• TASKS TO PERFORM:
[1] Answer these questions using the text about the Maremma Park:
(a) About how many hectares does the Pineta Granducale cover?
(b) How far does the coast within the Maremma Park extend?
(c) After the era of pirate raids, what were the watchtowers used for?
[2] Extract the passage of the Maremma Park text starting with "The coast within" and going on through "coast near Talamone.".

• TEXT SHOWN:
== Segment start ==

The pine forests are the result of intense forestry work carried out over the centuries. An example of this is the Pineta Granducale which almost uniformly covers, for about 600 hectares, the area between the Ombrone river, the sea and the slopes of the hills. In its undergrowth, where wild cattle graze, there are many evergreen species such as prickly juniper, mastic, myrtle, lodolaio and the jay nest.
The coast within the Maremma Park extends for 25 km from Principina a Mare to Talamone and includes the mouth of the Ombrone river, North of Marina di Alberese. It’s a varied coastline characterized by sand beaches with ample dunes like Collelungo and near Principina, bays Like Cala di Forno and rocky cliffs like the ones on the coast near Talamone.
In 1532, Don Pedro di Toledo, viceroy of Naples, began the construction of new watchtowers for coastal defense and issued an ordinance on the subject, but the project remained unfinished.
Only after the defeat of the Spanish fleet near Tunis, which took place in 1560, was an land invasion considered.
Instead, in the territory of the Grand Duchy the watchtowers were built when Cosimo I, agreeing with the Spanish policy, sent his military engineers to Maremma.
After the era of pirate raids, these posts were used for anti-smuggling control of the coast.

== Segment end ==

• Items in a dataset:
== Segment start ==

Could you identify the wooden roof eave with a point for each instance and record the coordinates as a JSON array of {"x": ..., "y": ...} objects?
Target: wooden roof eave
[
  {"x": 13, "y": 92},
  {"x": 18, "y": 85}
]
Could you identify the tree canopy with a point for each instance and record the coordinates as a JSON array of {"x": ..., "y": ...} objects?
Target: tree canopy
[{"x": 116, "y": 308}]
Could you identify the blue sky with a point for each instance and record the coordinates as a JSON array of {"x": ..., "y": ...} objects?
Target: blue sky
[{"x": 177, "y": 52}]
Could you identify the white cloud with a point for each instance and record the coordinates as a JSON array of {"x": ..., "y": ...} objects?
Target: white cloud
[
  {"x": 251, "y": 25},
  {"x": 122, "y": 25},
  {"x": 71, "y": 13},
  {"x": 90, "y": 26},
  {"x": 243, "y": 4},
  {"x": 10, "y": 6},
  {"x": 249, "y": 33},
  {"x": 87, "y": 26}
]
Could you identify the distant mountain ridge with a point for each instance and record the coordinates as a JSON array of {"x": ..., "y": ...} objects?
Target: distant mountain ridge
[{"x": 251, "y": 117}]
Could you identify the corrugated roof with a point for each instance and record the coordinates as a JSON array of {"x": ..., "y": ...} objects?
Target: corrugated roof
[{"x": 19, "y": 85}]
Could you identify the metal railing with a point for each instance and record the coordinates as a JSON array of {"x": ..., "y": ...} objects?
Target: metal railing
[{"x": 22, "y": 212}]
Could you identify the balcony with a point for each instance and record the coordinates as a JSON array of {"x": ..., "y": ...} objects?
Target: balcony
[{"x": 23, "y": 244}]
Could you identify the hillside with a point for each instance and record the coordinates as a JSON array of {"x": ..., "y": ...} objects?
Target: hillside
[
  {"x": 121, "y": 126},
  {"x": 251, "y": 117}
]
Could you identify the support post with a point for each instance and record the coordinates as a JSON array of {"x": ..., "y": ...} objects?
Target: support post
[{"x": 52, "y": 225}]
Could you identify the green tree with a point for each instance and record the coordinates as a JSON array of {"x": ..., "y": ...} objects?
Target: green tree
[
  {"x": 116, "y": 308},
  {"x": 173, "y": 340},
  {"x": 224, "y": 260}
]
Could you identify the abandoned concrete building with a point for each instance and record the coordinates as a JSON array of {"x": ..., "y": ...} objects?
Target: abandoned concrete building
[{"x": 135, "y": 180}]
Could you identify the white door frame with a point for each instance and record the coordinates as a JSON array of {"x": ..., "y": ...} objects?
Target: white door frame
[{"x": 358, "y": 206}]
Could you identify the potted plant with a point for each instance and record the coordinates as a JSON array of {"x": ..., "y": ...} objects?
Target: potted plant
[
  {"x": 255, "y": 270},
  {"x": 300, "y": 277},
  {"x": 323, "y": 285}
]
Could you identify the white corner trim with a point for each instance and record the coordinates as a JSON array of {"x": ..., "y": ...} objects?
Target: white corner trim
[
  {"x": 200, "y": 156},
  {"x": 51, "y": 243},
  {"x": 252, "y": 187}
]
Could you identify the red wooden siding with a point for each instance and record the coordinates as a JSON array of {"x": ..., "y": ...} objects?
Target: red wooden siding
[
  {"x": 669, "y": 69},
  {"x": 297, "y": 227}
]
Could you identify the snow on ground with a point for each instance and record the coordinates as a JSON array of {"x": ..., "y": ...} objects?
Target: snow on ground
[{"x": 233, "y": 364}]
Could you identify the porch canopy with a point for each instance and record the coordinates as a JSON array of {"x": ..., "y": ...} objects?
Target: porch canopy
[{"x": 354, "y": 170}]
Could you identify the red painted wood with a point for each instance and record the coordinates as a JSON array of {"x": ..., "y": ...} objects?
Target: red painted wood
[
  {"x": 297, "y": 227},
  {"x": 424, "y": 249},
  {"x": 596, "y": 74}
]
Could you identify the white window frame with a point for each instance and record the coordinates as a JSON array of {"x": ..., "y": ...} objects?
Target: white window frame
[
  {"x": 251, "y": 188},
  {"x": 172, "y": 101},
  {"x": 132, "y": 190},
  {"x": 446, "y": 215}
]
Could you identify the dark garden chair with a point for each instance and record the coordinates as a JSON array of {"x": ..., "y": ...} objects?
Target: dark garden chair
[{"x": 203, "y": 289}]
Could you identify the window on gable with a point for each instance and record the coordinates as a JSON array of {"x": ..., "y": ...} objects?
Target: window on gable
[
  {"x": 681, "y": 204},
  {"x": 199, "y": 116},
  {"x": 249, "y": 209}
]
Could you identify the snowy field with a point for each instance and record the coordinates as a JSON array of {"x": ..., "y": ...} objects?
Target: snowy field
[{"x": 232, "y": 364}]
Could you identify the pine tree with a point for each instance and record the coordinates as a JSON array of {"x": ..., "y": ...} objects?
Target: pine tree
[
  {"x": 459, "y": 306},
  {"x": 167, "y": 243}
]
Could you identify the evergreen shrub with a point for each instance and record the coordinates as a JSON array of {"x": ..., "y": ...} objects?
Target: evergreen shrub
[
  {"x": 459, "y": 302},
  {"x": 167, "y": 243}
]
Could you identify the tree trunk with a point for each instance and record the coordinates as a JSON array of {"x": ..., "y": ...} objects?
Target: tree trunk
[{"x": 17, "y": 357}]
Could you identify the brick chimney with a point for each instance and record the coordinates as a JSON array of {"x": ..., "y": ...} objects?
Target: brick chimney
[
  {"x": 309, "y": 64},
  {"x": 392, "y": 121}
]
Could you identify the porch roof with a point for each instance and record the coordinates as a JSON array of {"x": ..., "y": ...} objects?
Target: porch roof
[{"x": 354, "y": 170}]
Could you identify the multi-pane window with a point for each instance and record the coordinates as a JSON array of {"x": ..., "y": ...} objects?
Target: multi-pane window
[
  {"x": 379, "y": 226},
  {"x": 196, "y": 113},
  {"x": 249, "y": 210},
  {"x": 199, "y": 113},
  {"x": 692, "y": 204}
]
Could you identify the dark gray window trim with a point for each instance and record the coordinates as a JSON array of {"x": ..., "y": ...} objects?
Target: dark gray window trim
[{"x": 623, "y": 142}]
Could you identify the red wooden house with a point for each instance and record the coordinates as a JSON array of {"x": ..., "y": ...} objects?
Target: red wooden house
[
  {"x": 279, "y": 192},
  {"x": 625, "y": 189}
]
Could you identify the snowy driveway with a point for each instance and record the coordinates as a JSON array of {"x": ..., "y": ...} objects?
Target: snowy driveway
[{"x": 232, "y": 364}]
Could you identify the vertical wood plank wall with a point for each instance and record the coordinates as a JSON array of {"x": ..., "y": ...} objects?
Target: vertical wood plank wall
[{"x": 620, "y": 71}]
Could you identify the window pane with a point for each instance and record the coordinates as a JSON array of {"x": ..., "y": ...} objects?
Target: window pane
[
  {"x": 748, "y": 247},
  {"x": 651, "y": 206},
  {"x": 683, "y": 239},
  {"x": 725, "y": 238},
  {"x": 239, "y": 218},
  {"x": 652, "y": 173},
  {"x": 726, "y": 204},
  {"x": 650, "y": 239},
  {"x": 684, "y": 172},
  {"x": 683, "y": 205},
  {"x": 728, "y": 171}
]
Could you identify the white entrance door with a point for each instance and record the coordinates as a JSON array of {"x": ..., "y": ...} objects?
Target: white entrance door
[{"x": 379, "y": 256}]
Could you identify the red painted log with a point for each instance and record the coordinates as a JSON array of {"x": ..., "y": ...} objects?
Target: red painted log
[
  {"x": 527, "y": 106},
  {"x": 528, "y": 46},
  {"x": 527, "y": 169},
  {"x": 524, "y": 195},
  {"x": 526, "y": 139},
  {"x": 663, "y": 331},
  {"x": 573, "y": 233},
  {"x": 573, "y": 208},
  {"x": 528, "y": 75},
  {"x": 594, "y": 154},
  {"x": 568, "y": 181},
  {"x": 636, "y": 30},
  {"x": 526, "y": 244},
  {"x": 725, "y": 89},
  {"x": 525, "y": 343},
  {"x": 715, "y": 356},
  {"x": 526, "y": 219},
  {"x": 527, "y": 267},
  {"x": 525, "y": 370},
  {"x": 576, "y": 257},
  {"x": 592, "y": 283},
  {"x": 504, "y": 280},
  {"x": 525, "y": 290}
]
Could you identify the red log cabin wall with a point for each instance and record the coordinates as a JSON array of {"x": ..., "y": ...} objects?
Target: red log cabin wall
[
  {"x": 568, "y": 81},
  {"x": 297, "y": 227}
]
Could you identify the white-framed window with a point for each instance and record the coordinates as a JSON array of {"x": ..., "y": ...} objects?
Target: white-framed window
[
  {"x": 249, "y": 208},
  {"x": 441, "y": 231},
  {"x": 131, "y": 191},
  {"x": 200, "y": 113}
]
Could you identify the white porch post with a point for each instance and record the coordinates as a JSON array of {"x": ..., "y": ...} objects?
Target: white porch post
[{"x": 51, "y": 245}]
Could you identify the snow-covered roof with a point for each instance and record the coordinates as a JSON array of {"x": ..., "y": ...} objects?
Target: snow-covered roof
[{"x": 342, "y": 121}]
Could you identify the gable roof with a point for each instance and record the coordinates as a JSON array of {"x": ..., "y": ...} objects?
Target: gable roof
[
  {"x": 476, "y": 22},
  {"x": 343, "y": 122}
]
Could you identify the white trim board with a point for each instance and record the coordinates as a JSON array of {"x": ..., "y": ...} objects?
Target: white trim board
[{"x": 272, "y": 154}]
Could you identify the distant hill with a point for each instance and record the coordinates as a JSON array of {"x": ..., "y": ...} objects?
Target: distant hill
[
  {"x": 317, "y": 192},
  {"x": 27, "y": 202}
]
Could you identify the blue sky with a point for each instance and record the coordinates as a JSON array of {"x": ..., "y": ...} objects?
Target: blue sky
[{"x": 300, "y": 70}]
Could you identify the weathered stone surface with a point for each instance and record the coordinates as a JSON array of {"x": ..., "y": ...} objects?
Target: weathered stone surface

== Segment end ==

• TASK-BY-TASK RESULTS:
[1]
(a) About 600 hectares.
(b) 25 km, from Principina a Mare to Talamone.
(c) Anti-smuggling control of the coast.

[2]
The coast within the Maremma Park extends for 25 km from Principina a Mare to Talamone and includes the mouth of the Ombrone river, North of Marina di Alberese. It’s a varied coastline characterized by sand beaches with ample dunes like Collelungo and near Principina, bays Like Cala di Forno and rocky cliffs like the ones on the coast near Talamone.